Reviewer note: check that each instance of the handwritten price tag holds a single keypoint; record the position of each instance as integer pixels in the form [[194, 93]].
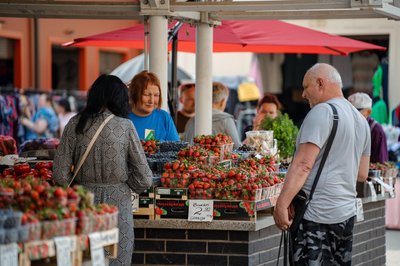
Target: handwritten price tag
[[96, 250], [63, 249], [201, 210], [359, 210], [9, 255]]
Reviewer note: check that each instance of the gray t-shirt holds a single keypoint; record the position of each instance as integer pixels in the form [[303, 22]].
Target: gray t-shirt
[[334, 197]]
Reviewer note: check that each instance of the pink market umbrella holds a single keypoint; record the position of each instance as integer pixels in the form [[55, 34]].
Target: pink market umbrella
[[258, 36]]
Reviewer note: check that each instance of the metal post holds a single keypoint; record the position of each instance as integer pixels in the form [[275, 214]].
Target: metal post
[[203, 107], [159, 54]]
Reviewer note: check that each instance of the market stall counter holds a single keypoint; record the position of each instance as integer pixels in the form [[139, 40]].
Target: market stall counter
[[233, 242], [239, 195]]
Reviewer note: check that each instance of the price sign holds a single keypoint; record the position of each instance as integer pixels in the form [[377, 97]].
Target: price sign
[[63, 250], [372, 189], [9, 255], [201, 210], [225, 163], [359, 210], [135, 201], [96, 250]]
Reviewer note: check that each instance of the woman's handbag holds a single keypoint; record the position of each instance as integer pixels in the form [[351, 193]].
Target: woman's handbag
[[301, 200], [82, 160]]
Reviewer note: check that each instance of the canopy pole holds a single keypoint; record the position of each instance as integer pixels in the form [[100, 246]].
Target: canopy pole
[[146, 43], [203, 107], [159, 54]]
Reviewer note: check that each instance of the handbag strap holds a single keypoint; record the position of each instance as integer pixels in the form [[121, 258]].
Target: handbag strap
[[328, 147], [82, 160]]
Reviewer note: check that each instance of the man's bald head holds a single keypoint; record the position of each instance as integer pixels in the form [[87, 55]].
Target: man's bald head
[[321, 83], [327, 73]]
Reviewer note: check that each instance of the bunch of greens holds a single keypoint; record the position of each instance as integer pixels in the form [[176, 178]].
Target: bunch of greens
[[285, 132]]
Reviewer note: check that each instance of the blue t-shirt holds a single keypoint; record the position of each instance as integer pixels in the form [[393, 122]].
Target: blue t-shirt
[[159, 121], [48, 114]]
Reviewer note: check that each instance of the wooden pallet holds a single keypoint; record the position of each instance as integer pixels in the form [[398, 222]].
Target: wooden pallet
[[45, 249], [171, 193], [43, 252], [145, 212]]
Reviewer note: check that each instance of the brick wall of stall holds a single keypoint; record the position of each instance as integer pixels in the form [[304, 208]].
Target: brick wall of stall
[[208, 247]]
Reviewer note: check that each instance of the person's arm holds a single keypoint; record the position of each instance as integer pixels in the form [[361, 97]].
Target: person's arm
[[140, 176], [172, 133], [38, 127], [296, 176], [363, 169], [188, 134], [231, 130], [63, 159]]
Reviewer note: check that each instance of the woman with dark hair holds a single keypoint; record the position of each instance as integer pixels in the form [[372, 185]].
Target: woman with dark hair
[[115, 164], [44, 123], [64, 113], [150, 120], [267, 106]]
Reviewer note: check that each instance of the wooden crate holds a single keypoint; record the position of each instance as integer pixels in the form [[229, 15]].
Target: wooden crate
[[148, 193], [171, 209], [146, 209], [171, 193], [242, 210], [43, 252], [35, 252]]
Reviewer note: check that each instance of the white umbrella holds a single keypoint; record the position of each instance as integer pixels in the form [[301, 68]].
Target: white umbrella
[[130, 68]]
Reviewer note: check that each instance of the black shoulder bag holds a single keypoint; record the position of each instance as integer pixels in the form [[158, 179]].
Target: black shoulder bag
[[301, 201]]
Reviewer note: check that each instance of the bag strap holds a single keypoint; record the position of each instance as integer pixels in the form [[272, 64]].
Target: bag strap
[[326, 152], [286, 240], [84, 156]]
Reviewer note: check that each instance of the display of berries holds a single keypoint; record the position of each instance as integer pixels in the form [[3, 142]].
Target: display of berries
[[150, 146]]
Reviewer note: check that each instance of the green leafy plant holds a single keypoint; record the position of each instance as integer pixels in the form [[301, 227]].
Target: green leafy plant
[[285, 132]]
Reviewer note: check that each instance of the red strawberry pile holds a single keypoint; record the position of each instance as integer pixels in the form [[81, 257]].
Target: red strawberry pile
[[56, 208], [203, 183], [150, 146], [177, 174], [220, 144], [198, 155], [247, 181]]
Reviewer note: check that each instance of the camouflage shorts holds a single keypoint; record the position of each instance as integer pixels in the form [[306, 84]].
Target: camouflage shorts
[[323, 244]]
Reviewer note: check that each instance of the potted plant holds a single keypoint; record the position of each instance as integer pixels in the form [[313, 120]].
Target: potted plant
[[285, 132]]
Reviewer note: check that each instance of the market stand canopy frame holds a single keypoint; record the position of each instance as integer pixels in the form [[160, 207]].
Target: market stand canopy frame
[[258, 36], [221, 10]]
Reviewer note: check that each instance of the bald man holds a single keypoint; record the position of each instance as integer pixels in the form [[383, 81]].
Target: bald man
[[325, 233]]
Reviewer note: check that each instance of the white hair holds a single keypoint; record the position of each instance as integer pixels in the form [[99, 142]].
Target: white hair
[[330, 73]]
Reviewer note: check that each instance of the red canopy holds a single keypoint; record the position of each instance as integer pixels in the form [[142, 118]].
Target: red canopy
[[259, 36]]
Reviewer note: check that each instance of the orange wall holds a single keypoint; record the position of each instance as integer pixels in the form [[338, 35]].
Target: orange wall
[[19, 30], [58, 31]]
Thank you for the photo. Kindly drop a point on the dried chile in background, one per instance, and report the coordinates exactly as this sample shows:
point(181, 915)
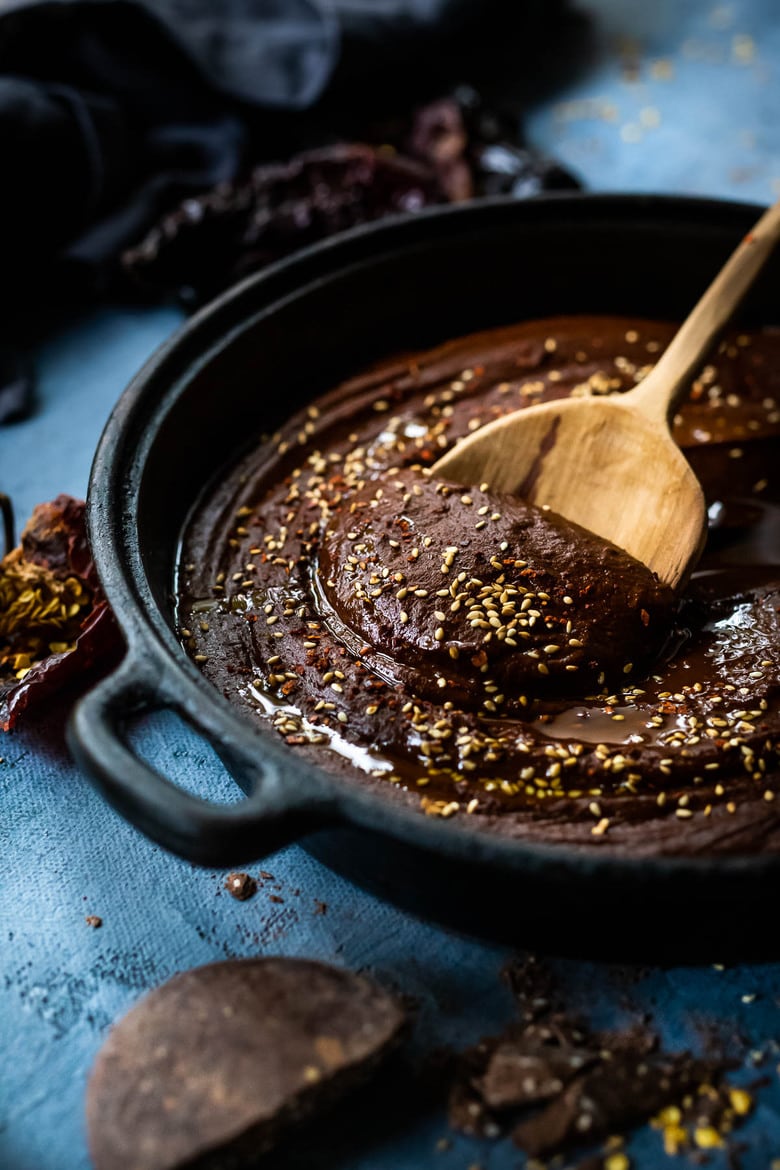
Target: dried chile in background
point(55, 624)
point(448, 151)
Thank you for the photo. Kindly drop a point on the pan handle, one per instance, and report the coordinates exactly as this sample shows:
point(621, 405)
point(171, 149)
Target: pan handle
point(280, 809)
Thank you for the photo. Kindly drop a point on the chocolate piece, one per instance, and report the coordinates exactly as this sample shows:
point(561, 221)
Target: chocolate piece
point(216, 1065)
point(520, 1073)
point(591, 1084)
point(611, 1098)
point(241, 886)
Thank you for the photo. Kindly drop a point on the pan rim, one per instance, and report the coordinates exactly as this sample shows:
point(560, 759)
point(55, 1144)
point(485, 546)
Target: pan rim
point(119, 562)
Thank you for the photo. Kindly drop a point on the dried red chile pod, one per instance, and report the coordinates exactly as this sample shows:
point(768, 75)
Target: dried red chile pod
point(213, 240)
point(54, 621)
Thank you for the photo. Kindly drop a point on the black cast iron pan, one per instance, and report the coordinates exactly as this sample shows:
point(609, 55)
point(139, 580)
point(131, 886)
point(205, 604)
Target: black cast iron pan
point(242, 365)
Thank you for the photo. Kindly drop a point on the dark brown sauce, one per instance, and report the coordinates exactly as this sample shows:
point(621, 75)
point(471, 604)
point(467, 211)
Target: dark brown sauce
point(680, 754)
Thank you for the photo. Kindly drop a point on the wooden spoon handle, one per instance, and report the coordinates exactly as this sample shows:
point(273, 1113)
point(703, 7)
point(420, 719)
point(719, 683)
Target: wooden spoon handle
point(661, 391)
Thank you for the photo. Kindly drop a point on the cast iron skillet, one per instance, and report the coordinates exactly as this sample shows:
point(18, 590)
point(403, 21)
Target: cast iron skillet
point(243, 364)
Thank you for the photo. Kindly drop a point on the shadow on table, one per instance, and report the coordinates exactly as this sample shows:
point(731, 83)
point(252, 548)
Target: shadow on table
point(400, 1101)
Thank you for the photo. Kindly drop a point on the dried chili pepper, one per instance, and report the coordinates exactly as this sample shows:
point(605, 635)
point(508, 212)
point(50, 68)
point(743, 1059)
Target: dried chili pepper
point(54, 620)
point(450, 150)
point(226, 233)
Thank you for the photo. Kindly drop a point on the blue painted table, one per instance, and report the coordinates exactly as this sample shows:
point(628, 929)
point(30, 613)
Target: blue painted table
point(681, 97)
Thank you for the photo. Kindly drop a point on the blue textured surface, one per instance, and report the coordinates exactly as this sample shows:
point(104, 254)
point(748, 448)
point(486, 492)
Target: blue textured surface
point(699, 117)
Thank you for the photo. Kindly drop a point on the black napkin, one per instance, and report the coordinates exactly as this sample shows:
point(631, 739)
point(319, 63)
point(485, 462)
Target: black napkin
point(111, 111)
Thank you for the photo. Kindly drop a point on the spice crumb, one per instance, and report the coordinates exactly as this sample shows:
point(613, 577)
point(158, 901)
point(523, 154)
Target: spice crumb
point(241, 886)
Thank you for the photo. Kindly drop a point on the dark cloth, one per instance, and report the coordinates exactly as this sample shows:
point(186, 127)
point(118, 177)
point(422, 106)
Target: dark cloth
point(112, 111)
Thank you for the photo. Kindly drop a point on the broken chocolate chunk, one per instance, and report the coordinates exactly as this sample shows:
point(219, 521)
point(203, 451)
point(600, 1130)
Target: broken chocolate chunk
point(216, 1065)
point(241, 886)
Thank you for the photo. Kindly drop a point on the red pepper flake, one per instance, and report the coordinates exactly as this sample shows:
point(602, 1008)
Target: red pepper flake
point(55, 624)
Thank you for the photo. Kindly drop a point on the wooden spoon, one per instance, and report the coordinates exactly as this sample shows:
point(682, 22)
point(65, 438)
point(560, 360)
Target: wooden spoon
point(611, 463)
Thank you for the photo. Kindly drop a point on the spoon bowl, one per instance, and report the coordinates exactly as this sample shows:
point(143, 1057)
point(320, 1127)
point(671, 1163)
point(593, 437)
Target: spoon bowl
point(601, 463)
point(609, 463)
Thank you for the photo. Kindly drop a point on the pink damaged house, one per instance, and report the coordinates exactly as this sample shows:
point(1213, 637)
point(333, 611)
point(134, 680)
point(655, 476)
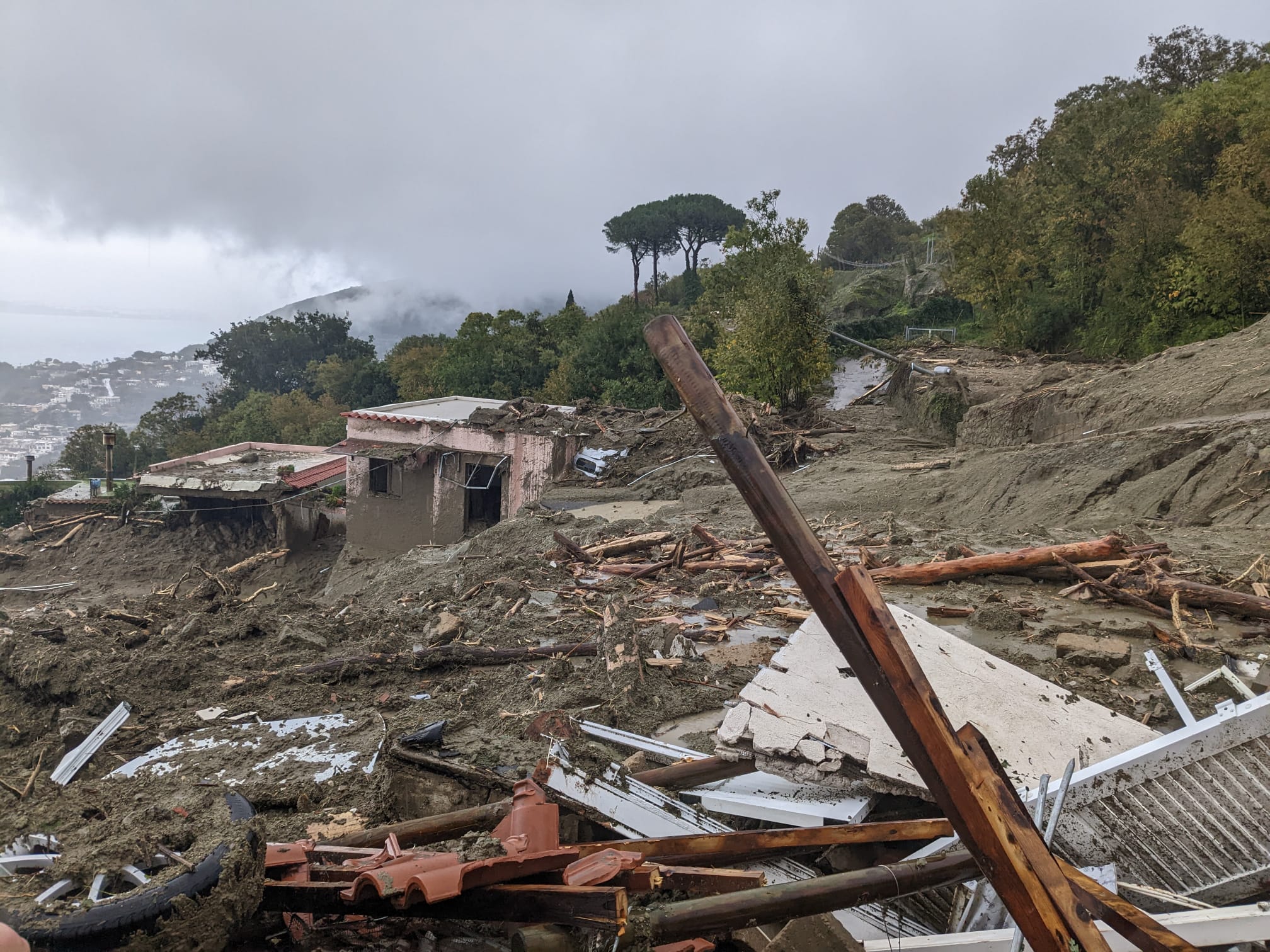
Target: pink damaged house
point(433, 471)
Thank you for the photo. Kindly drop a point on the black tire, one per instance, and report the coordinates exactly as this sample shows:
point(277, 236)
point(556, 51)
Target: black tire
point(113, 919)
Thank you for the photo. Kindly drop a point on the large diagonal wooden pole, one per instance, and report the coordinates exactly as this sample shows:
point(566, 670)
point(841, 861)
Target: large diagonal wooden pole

^^^^^^^^

### ASSIGNED TASK
Extract only the lines from the one that contains "on the pink" through the end of the records, inclusive, and omit every picture.

### TASK RESPONSE
Thank you for the photo. Kindly drop a point on the pink damaged house, one per instance, and report the coordinates exactly as this sample shows:
point(1213, 637)
point(333, 611)
point(134, 680)
point(655, 476)
Target: pink damaged house
point(433, 471)
Thank you for the photo. Kindly drop a point on the black tire, one per instance, and report the coordinates exactly as this sample shows:
point(277, 236)
point(556, 51)
Target: black tire
point(113, 919)
Thank you for the photo. Kindly drop a point on the large diagonal wooden pole, one per instance, and report the coordinates exactly as this sample shows:
point(566, 670)
point(841, 861)
Target: large diagonal wooden pole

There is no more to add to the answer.